[start of Raw records]

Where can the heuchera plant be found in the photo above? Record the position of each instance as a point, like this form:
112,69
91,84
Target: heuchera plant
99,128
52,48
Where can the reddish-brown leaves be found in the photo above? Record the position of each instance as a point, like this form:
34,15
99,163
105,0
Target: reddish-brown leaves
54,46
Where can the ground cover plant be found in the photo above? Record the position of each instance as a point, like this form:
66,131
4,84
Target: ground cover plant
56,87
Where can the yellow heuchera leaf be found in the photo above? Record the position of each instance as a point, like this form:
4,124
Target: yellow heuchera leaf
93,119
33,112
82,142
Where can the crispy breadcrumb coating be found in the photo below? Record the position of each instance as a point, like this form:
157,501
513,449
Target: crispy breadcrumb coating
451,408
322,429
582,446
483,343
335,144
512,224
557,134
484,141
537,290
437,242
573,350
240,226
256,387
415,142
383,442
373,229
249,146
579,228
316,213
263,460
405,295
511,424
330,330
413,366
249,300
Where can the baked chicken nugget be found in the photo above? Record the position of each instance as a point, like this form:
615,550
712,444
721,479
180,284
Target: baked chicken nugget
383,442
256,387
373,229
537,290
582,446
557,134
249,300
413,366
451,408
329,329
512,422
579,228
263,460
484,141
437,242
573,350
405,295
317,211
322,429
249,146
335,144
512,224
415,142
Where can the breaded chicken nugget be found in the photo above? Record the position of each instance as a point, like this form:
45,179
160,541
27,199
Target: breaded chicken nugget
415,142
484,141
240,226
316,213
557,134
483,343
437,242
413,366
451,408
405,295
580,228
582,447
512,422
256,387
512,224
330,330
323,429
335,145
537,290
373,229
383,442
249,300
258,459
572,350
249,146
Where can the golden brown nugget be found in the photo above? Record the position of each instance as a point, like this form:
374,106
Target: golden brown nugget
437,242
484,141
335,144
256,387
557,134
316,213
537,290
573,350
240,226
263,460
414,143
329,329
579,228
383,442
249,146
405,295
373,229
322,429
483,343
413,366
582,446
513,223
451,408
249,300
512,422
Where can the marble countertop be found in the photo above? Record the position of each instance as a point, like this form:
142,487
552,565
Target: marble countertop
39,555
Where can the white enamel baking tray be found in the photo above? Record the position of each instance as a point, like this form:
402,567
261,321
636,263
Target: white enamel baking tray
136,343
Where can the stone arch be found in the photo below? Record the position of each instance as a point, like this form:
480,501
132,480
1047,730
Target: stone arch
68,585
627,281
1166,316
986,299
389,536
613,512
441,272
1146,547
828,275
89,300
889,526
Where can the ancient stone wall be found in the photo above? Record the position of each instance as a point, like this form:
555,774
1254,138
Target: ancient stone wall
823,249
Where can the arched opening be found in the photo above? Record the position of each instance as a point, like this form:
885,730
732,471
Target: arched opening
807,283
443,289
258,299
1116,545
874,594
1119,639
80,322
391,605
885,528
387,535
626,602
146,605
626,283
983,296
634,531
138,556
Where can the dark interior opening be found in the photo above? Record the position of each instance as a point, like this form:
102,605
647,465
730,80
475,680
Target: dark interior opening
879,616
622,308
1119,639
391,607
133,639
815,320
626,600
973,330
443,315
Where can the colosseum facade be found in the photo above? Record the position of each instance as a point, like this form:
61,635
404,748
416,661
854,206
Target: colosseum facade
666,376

[end of Raw records]

What you will do →
Give back exactly the lines that run from the line with "Where can the golden" through the close of the material, counting both ends, and nothing more.

Response to this exercise →
Where can the golden brown nugget be found in the photo above? Record the position of each instance as a point, like this form:
374,106
Target: golden brown nugget
437,242
484,141
335,144
256,387
557,134
316,213
537,290
573,350
240,226
263,460
414,143
329,329
579,228
383,442
249,146
405,295
373,229
322,429
483,343
413,366
582,446
513,223
451,408
249,300
512,422
Where can the marble countertop be found in the photo above? Record the position of each instance as a point, like this form:
142,487
552,565
Target: marble countertop
39,555
Where can the white enamel baking tray be found in the photo above? Record the position of each instance as a point, like this form:
402,567
261,321
636,263
Target: white enamel baking tray
136,343
Where can the stone arch be found in the photo below? Record the position of each instance as a point, like this form:
480,501
132,480
1047,730
Target: stone arch
68,585
627,281
1166,316
986,299
389,536
613,512
441,272
1146,547
828,275
89,300
889,526
Where can the ancient stone wall be found in the photo above? Record the position of each instance as a point, like this form:
555,774
1254,138
Target: ancient stone wall
823,249
Where can the arched opening be found in the photo above? Record the position of each instance as a point, like this form:
885,730
732,471
Target: arched opening
807,283
443,289
258,299
1116,545
874,594
1119,639
80,322
391,605
885,528
387,535
626,602
146,605
626,283
983,296
634,531
138,556
Where can the dark interior opening be found in the photo above? Record the position of each instance as a point, like this form:
102,605
647,465
730,80
475,680
Target: dark interior opening
879,616
622,308
1119,639
391,607
133,639
815,320
626,600
973,330
443,315
Where can the colosseum facade be found in the photo above? Record the position of each instance as a point, like this form:
61,635
404,748
416,661
854,206
Target: colosseum facade
666,376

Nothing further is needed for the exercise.